必要な作業:
#1 UNLOCK QUESTの上期レポートによると、2025年上期の参加者は何人でしたか？
#2 UNLOCK QUEST上期レポートの本文を、最後の文に続けて書き進めてください。

文書の抜粋:
【レポート】UNLOCK QUEST2025上期レポート 問いを立てて行動し続けること

UNLOCK QUEST2025年度上期 修了インタビュー

2025年上期UNLOCKが終了しました。今回は、過去最多となる18人の方がご参加されました。
変革リーダーの方、マネジメントの方様々な役職の方の3か月の探求が終わりました。
参加者皆様のコメントはこちらからご覧いただけます。

UNLOCK QUEST 2025上期 ラップアップ

今回から新たに加わったセッションとして、DBIC創始者である西野さん横塚さんとの対話会があります。
今回の記事は、このパワフルな対話会について記載したいと思います。

「組織変革の必要性」対話会について

企業内でヒエラルキーを上り、その中で感じた問題意識と今も対峙し続けている 横塚さん
大企業の外から、ご自身の気づきを大企業に投げ込み「目を醒ませ」と言い続けている 西野さん
こうした「問題意識を持ち、変革を推進する方」の生のお話を聞けるのは、UNLOCK QUESTの魅力の1つです。

座談会は、西野さん横塚さんそれぞれのこれまでのご経歴紹介から始まります。
ご経歴具体内容は、皆さんがUNLOCK QUESTに参加いただいた際にお聞きいただければと思いますが、お二人の共通点は「問いを立て行動し続けたこと」。
その結果、問題意識が生まれます。
この記事ですべてをご紹介することはできませんが、その問題意識の一部をご紹介します。

1980年頃、日本の一人当たりGDPは世界一でした。
IMDの世界競争力ランキングでも当時日本は1位でしたが、今は大きく順位を落とし35位になっています。

元資料:

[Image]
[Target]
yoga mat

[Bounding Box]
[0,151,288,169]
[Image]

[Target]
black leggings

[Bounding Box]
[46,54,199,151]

記述回答:
#1 過去最多の18人です。

#2
日本は当時に比べ貧しい国になったということです。それのに、それを自覚している人は少ない。
理由はいくつもありますが、根底には「仕組みを作らない文化」があります。

例えば、デンマークでは、残業はほぼゼロで、年間5週間の休暇が当たり前。
病院も対応し、全員が順番に休めるように仕組みが組まれています。
一方、日本では「そういう制度は無理だ」と最初から諦めてしまう傾向があります。
結果として、生産性は下がり続けます。

韓国でも、国民全員が確定申告をし、病院予約も3時間前まで可能といった効率的な仕組みが整っています。
日本では、こうした改善の必要性すら議論されにくいのが現状です。
なぜなら、多くの人が「おかしい」と思っても、それを口に出して問題提起する文化が弱いからです。

社会全体が「ぬるま湯」に浸かってしまっているのが現状なのです。
本来なら「おかしい」と指摘し、議論を巻き起こすことが必要なのに、そういう行動が組織でも社会でも評価されない。
これが、日本の競争力を削いでいると感じています。

日本企業のもう一つの大きな課題は、人材育成と企業文化です。
多くの会社で、上司や経営層が「自分たちのやり方が絶対に正しい」という前提で動いており、新しいやり方や外部の知見を受け入れる土壌がありません。

たとえば、海外ではプロジェクトマネジメントの現場で、担当者が3か月先の進捗やリスクを高い精度で予測できる体制が整っています。
一方、日本では「今のやり方で何とかなる」という感覚で、計画も予測も曖昧なまま進めてしまう。結果として、納期遅れや品質低下が頻発します。

さらに深刻なのが、日本人の「質問力」の低さです。
海外の会議では、誰もが積極的に質問し、疑問点を明らかにしながら議論を進めます。
ところが日本では、会議で質問する人はほとんどいない。
「質問すると面倒くさい人だと思われる」という空気が根強く、若手ほど発言しにくい状況になっています。

質問を受ける側も、質問を想定して準備していないから、答えられないことが多い。
それがさらに「質問はしない方がいい」という悪循環を生みます。
結果として、組織内の知識共有も議論も深まらず、外部環境の変化についていけなくなる。
この構造が、今の日本企業の弱さにつながっています。

対話会参加後に感じたこと

この対話会にコーチとして参加し、改めて私は府落ちしました。
「指摘しない」、「質問しない」、「対話しない」をよしとする社会に対して、「それではだめだ」と言い続けているのが横塚さんであり、西野さんであり、DBICなのだと。
そして、その原動力は常に問いを立てて行動し続けることなのだと。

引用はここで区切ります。